Do this: Copy the records below line for line, without any change, and omit the pictures from your copy.

[Object pointing dataset records]
— start —

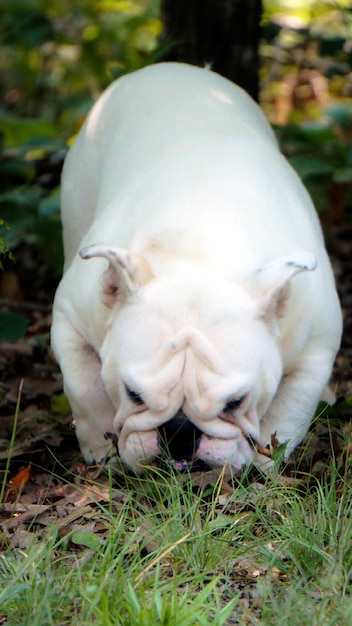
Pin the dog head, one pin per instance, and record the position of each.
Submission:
(191, 361)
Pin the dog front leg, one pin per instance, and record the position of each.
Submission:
(291, 411)
(91, 407)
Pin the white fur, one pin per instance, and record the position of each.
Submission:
(178, 196)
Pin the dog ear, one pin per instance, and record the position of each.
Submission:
(124, 274)
(271, 283)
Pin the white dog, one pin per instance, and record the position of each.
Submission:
(207, 318)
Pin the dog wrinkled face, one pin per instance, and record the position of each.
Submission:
(188, 361)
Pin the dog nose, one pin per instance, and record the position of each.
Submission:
(179, 438)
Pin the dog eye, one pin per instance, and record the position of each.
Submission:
(233, 404)
(135, 397)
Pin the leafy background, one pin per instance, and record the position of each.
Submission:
(174, 550)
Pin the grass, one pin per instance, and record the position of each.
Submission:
(172, 555)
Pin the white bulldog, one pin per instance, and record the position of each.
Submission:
(206, 319)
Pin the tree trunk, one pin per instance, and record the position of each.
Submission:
(223, 33)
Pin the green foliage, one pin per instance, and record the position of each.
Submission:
(306, 91)
(57, 58)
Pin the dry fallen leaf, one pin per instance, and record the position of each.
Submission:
(21, 478)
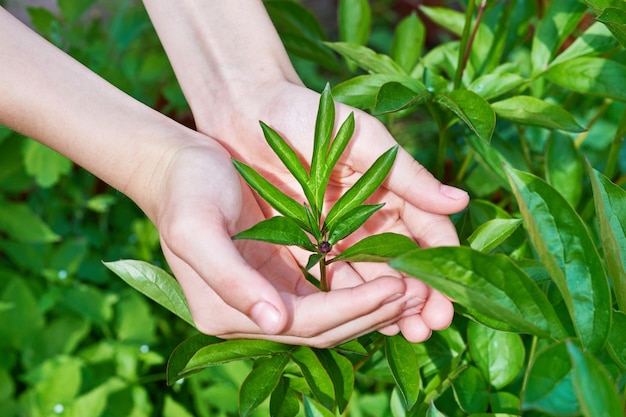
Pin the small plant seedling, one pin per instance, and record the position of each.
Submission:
(304, 225)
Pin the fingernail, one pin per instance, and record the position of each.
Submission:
(414, 302)
(266, 316)
(453, 192)
(393, 298)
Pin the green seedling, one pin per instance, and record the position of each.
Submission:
(305, 225)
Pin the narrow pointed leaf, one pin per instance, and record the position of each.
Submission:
(182, 353)
(284, 204)
(402, 361)
(596, 392)
(489, 284)
(408, 41)
(473, 110)
(561, 18)
(323, 134)
(536, 112)
(492, 233)
(610, 201)
(363, 187)
(341, 372)
(260, 383)
(288, 157)
(279, 230)
(589, 75)
(344, 134)
(377, 248)
(615, 20)
(566, 248)
(217, 351)
(366, 58)
(313, 408)
(351, 221)
(154, 283)
(315, 375)
(394, 96)
(564, 168)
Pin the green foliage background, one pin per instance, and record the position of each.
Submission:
(76, 340)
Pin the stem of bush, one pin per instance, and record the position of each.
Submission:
(323, 279)
(616, 146)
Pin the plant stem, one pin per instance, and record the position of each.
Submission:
(323, 279)
(616, 145)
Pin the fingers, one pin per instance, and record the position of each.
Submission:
(221, 266)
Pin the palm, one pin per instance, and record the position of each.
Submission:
(291, 112)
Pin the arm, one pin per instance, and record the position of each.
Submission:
(186, 184)
(234, 72)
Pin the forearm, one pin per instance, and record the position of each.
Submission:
(50, 97)
(223, 52)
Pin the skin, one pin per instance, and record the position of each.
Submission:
(232, 51)
(185, 182)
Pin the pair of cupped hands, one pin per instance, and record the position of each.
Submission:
(250, 289)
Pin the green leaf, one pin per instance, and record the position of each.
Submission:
(473, 110)
(610, 202)
(366, 58)
(492, 233)
(617, 338)
(44, 164)
(313, 408)
(351, 221)
(408, 41)
(288, 157)
(284, 204)
(491, 159)
(560, 19)
(278, 230)
(283, 402)
(404, 367)
(595, 40)
(260, 383)
(355, 19)
(72, 10)
(23, 317)
(433, 411)
(361, 91)
(498, 355)
(377, 248)
(493, 85)
(323, 135)
(564, 245)
(315, 375)
(394, 96)
(615, 20)
(19, 222)
(363, 187)
(592, 76)
(154, 283)
(301, 33)
(471, 391)
(548, 384)
(596, 392)
(492, 285)
(536, 112)
(564, 168)
(341, 372)
(201, 351)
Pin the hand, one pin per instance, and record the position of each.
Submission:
(252, 289)
(417, 204)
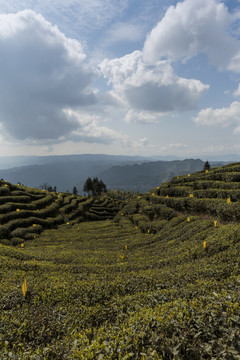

— end —

Task result:
Pin the dog head, one pin per instance, and record the position of each.
Submission:
(191, 361)
Pin the dog front leg, one pin per instance, and record the position of each.
Submission:
(291, 411)
(91, 407)
Pin the white fur, one pin per instance, and record the position of each.
Submission:
(178, 196)
Pin the dog ear, one pin per instance, and record the position of each.
Submission:
(124, 274)
(271, 283)
Pin the white dog, one pin per instance, and record the position of each.
Submission:
(207, 318)
Pin the dog wrinkled face, one pin per instance, and record the position of each.
Submission:
(188, 361)
Pin the dog nose, one pin per instance, and record the position of each.
Submission:
(179, 438)
Pin the dog eye, one pin per instance, and record the position of each.
Submission:
(233, 404)
(135, 397)
Pin the leafy background, one pin per instance, and record the position of each.
Submission:
(174, 550)
Pin the grass, one pin per instance, and record the position of each.
Submission:
(172, 555)
Pin the white bulldog, one pin per instance, and record the position of each.
Submission:
(206, 319)
Pin the tree trunk, one pin per instance, and record the position of each.
Submission:
(223, 33)
Pin the green foliage, one pin per instance, and record the position of each.
Submission:
(306, 91)
(57, 58)
Pin the dry fallen leaf, one pin per instance, and record the position of each.
Submission:
(21, 478)
Pin the small plant seedling, one pin per instance, and record the position of each.
Submission:
(304, 225)
Pin the fingernail, one pin per instance, and record the position of each.
Submission:
(414, 302)
(266, 316)
(453, 192)
(393, 298)
Pin the green seedling, one pin per instance, and record the position of each.
Submission:
(305, 225)
Pin the narrow pointed leaf, one pin per instance, and record the position of each.
Submission:
(182, 353)
(284, 204)
(402, 361)
(596, 392)
(489, 284)
(408, 41)
(473, 110)
(561, 18)
(323, 134)
(536, 112)
(492, 233)
(610, 201)
(363, 187)
(341, 372)
(260, 383)
(288, 157)
(279, 230)
(589, 75)
(344, 134)
(377, 248)
(615, 20)
(566, 248)
(217, 351)
(366, 58)
(313, 408)
(351, 221)
(154, 283)
(315, 375)
(394, 96)
(564, 168)
Pin the green foliage background, one pin per instance, and record the position of each.
Submission:
(76, 340)
Pin the stem of bush, one pin per instance, and record the position of each.
Submission:
(323, 279)
(616, 146)
Pin the plant stem, one pin per instance, and record the position of each.
Submission:
(323, 279)
(616, 145)
Pin the fingers, one pin per instance, and record the position of each.
Submission:
(221, 266)
Pin the palm, one pin per instance, and record the position of each.
Submission:
(291, 112)
Pin the arm, one pin per instance, and record the position of each.
Submission:
(186, 184)
(234, 72)
Pin the forearm, one pin per instance, and record the position of each.
Submission:
(50, 97)
(223, 52)
Pin the skin, one pin per instance, and record the position of each.
Submission:
(232, 51)
(185, 182)
Pin the pair of cupped hands, one pin per instance, and record the position of each.
Submission:
(250, 289)
Pin the green leaf, one pin per instance, and record the position of each.
Submission:
(473, 110)
(610, 202)
(366, 58)
(492, 233)
(617, 338)
(44, 164)
(313, 408)
(351, 221)
(408, 41)
(288, 157)
(284, 204)
(491, 159)
(560, 19)
(278, 230)
(283, 402)
(404, 367)
(595, 40)
(260, 383)
(355, 19)
(72, 10)
(23, 317)
(433, 411)
(361, 91)
(498, 355)
(377, 248)
(493, 85)
(323, 135)
(564, 245)
(315, 375)
(394, 96)
(615, 20)
(19, 222)
(363, 187)
(592, 76)
(154, 283)
(301, 33)
(471, 391)
(548, 384)
(596, 392)
(492, 285)
(536, 112)
(564, 168)
(341, 372)
(201, 351)
Pin the hand, one pin per instance, and record the position of each.
Submission:
(252, 289)
(417, 204)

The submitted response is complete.